* [Goal] Identify each line below that contains the word "head" with the same capitalization, and copy those lines.
====== Excerpted data
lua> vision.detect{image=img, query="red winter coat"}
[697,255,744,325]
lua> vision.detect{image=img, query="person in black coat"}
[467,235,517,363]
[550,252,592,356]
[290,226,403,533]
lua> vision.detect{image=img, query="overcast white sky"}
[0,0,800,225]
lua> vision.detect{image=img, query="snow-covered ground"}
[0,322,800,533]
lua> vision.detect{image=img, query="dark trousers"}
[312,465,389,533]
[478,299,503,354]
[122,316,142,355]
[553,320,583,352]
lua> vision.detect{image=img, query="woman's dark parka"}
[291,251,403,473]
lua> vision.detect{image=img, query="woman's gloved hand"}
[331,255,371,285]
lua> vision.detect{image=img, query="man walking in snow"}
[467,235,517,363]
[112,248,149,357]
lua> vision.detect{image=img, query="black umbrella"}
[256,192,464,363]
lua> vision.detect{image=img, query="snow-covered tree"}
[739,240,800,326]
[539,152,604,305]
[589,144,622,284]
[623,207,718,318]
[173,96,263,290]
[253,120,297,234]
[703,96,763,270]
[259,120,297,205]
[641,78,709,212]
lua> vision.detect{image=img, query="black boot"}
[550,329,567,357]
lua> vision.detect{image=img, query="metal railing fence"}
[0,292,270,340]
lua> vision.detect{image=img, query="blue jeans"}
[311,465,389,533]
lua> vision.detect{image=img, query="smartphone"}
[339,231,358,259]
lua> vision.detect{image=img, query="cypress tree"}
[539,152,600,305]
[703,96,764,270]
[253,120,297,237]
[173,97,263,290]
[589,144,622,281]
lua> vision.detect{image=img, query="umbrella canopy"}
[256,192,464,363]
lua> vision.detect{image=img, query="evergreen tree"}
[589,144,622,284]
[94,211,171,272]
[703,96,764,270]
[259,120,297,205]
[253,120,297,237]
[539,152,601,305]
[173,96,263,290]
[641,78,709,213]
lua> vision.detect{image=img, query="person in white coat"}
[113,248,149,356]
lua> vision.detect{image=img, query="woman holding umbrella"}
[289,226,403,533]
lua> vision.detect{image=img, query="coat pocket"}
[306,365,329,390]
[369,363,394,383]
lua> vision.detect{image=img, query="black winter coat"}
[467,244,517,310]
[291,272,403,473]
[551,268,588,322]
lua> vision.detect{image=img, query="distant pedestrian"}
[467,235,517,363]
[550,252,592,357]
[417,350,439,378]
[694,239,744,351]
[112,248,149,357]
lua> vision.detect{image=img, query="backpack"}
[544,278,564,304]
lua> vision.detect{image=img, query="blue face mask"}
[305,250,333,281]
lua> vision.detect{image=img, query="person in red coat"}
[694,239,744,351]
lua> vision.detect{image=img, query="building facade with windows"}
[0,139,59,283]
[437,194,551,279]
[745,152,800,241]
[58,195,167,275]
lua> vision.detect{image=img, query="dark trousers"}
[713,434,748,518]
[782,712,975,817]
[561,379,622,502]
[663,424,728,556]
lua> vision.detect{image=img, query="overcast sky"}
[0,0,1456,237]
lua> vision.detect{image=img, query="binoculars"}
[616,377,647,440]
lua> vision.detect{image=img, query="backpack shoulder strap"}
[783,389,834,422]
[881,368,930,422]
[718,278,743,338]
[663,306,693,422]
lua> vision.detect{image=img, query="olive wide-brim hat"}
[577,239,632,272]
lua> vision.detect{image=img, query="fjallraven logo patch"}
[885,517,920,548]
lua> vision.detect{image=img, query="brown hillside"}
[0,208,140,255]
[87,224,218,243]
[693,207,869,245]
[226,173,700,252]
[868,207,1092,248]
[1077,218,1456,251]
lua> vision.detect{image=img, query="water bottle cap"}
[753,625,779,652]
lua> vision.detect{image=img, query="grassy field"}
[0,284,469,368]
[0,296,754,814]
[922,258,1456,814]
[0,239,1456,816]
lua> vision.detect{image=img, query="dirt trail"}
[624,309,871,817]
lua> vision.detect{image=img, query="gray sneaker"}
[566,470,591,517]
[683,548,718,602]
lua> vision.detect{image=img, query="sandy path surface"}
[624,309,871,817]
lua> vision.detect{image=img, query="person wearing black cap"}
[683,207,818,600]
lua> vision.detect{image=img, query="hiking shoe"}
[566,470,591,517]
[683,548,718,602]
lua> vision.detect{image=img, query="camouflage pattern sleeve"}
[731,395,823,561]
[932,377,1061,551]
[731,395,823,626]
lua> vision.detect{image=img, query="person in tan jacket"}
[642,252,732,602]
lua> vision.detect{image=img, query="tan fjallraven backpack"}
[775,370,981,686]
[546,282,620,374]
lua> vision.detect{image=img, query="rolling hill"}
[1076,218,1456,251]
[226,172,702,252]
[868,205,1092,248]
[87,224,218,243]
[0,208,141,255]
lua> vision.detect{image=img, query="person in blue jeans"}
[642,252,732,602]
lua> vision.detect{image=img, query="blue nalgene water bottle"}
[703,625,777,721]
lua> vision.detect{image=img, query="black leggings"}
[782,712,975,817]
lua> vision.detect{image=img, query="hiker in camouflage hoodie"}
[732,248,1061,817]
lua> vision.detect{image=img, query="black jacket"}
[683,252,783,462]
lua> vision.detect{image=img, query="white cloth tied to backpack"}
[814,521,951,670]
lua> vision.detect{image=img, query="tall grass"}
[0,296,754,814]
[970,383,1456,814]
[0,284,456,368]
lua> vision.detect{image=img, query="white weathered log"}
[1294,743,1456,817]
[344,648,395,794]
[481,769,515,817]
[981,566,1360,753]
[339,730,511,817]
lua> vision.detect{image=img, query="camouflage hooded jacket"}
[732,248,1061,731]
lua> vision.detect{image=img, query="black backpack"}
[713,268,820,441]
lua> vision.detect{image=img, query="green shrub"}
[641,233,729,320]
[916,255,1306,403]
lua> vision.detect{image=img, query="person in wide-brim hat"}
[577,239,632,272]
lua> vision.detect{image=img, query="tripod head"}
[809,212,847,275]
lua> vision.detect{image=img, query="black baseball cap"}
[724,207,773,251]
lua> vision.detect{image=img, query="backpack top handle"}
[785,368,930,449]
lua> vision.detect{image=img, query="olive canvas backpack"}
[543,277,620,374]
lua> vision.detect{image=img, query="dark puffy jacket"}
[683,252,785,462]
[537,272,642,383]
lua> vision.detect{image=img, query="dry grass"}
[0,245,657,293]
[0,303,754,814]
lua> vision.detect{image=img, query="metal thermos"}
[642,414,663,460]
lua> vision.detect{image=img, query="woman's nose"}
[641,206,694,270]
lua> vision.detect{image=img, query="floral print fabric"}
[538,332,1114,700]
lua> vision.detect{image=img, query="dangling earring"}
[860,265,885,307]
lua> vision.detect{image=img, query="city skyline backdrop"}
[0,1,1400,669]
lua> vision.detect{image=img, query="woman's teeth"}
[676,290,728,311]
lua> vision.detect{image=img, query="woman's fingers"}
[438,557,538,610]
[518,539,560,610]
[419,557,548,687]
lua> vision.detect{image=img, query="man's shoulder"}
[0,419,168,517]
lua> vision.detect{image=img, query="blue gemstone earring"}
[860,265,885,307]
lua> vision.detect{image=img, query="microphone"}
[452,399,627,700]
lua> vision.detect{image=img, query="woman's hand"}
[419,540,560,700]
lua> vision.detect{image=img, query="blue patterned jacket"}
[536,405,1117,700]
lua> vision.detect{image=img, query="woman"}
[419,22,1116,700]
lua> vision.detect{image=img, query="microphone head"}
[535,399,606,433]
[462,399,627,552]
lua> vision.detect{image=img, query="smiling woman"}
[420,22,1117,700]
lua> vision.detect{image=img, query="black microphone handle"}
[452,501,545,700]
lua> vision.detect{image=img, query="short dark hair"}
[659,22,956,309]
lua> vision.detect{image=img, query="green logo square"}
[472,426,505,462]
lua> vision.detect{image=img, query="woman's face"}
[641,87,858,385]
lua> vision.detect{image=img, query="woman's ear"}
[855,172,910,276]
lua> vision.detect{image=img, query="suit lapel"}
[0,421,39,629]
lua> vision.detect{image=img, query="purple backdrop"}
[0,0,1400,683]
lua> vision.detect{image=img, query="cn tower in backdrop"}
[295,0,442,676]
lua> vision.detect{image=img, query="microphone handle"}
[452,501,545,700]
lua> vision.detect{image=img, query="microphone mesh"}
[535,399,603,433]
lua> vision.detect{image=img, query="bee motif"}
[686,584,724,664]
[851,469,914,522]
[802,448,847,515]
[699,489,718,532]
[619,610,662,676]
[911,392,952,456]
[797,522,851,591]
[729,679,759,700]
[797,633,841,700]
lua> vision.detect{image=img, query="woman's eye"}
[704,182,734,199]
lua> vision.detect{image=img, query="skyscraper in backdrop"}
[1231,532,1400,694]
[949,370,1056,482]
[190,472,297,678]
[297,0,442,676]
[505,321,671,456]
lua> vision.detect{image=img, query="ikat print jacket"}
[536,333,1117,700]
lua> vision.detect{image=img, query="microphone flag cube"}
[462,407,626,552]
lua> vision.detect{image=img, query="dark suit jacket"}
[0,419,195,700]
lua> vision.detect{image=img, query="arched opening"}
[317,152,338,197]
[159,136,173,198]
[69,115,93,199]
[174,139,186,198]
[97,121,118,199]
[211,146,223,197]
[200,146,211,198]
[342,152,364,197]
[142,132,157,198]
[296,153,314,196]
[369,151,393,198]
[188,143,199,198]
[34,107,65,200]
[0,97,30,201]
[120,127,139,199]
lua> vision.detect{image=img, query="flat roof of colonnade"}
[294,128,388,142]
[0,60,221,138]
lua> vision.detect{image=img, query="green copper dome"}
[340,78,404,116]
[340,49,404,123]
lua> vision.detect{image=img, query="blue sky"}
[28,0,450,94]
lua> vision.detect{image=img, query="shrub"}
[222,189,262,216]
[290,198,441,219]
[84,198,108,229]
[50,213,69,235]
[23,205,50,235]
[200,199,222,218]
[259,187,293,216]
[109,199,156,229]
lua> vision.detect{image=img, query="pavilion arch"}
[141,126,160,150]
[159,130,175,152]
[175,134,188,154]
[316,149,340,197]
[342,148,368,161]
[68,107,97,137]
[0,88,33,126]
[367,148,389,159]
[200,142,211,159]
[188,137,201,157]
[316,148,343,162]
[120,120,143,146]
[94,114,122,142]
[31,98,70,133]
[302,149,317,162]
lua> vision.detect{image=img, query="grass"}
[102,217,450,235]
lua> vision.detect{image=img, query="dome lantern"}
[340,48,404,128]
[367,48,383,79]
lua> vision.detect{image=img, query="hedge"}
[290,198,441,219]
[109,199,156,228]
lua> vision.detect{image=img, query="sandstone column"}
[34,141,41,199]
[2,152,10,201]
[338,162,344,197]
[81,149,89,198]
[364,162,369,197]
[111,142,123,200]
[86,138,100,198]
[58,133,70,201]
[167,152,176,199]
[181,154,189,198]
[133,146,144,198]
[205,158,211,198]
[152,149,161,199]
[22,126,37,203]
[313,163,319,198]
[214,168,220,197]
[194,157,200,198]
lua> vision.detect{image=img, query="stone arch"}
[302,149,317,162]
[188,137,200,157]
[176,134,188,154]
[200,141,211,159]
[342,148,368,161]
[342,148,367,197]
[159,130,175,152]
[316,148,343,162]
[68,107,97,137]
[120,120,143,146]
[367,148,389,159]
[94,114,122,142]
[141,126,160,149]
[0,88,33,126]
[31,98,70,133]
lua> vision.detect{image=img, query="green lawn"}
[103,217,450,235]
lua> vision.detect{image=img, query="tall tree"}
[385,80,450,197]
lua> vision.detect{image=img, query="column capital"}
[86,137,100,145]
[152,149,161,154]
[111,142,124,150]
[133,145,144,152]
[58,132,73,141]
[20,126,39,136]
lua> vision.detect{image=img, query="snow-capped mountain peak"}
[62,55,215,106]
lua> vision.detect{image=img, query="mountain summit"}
============
* [Task answer]
lua> vision.detect{image=img, query="tripod head"}
lua> vision.detect{image=img, query="microphone head"}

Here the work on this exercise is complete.